> Задание 1
Перепишите из текста о Назире Мамбетовой отрывок, начиная со слов «Назира Мамбетова: Без» и заканчивая словами «свидетельство — в медучилище.» включительно.
> Задание 2
Определите, согласуются ли с текстом о Назире Мамбетовой следующие утверждения: (a) родители Назиры были чабанами; (b) семья разделяла интересы Назиры; (c) родственники сдали аттестат Назиры в медучилище. На каждое ответьте «да» или «нет» и приведите дословно решающие слова текста.
> Задание 3
Продолжите текст о Назире Мамбетовой, начав сразу после его последней фразы.

> Фрагмент документа

Назира Мамбетова: Без этих мук не смогу жить
Они были совсем не такие, как ее отец и мать — чабаны, не такие, как все, кого Назира знала. Они появлялись в Таласе или на джайлоо, и девочка ждала — вечером будет спектакль, концерт. И, несмотря на родительский запрет, ускользала смотреть.
—А когда возвращалась домой, мне было плохо: опять прошел спектакль, а я не могла выведать, откуда эти люди, актеры, как приходят на сцену?
В семье не разделяли ее интересов: она пела, танцевала, во дворе играла в войну — как в кино! — разыгрывала индийские фильмы...
— Когда закончила школу, родственники сдали мой аттестат в мединститут, а свидетельство — в медучилище.
— Кто сдал?

> Строки данных
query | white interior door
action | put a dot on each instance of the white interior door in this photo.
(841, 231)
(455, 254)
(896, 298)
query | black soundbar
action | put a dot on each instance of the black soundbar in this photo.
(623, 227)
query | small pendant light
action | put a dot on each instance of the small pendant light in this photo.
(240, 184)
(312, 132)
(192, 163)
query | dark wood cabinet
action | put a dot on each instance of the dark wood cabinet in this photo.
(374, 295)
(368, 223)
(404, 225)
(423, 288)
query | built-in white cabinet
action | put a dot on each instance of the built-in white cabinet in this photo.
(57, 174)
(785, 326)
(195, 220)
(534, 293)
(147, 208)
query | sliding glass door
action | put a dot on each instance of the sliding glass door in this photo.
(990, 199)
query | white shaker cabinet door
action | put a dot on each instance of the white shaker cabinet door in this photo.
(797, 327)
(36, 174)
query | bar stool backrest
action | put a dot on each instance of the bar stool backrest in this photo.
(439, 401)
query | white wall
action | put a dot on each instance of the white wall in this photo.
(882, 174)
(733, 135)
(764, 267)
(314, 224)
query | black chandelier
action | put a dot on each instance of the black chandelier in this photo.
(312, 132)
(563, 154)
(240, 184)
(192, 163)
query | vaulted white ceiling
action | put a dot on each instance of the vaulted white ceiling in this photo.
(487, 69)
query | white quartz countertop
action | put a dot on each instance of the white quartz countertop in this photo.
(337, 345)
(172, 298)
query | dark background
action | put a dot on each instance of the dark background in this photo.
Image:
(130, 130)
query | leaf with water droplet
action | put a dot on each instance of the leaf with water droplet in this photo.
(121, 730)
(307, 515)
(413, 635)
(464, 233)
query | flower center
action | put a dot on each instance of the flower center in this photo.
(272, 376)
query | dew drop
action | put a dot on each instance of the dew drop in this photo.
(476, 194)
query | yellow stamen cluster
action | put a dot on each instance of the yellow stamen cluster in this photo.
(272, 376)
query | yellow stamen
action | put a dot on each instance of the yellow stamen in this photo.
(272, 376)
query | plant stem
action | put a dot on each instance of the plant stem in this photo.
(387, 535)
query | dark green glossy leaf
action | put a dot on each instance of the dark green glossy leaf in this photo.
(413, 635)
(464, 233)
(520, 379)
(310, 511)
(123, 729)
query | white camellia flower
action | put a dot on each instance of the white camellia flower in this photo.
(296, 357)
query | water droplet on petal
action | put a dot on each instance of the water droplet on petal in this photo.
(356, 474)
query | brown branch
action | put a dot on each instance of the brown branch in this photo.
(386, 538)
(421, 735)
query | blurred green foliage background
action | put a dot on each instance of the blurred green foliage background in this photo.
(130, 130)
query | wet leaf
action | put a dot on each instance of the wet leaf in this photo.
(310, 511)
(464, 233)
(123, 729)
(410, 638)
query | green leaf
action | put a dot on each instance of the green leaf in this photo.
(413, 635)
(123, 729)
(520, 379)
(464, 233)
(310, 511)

> Ожидаемый ответ 1
Назира Мамбетова: Без этих мук не смогу жить
Они были совсем не такие, как ее отец и мать — чабаны, не такие, как все, кого Назира знала. Они появлялись в Таласе или на джайлоо, и девочка ждала — вечером будет спектакль, концерт. И, несмотря на родительский запрет, ускользала смотреть.
—А когда возвращалась домой, мне было плохо: опять прошел спектакль, а я не могла выведать, откуда эти люди, актеры, как приходят на сцену?
В семье не разделяли ее интересов: она пела, танцевала, во дворе играла в войну — как в кино! — разыгрывала индийские фильмы...
— Когда закончила школу, родственники сдали мой аттестат в мединститут, а свидетельство — в медучилище.

> Ожидаемый ответ 2
(a) Да: «как ее отец и мать — чабаны».
(b) Нет: «В семье не разделяли ее интересов».
(c) Нет: «родственники сдали мой аттестат в мединститут, а свидетельство — в медучилище».

> Ожидаемый ответ 3
— Сестра, она была зубным врачом, и зять, хирург. У себя во Фрунзе они создали для меня все условия: детей уводили в садик, дома никого, тихо, занимайся! А я оттолкну учебник — и в слезы. Вслух противиться не смела, но меня точила одна мысль: не хочу в медики! Только петь, танцевать, играть какие–то роли...
Так “молча гибла”. Придя на испытание в медучилище, она взмолилась: “Поставьте мне двойку!”.
— Я показала на зятя, который вышагивал возле окон: видите, меня караулят. А я не хочу здесь учиться!
Просьбу уважили.
С пятеркой по специальности Назира Мамбетова поступила в музпедучилище, успела проучиться восемь месяцев. И вдруг узнала: набирают студентов в ГИТИС! На экзамен приехал ректор института. Он и задал ей этюд — принести ему на стол самовар. Ох и помучил москвич несчастную! То она тлеющую золу на стол “уронила”, то забыла поднос, а то и вовсе “опрокинула” пыхтящий чайный агрегат... Вскрик “обожженного” ректора слился с ее испуганными ахами. Чуть не плача, она лепетала извинения.
— Я поверила, что опрокинула самовар, поверила!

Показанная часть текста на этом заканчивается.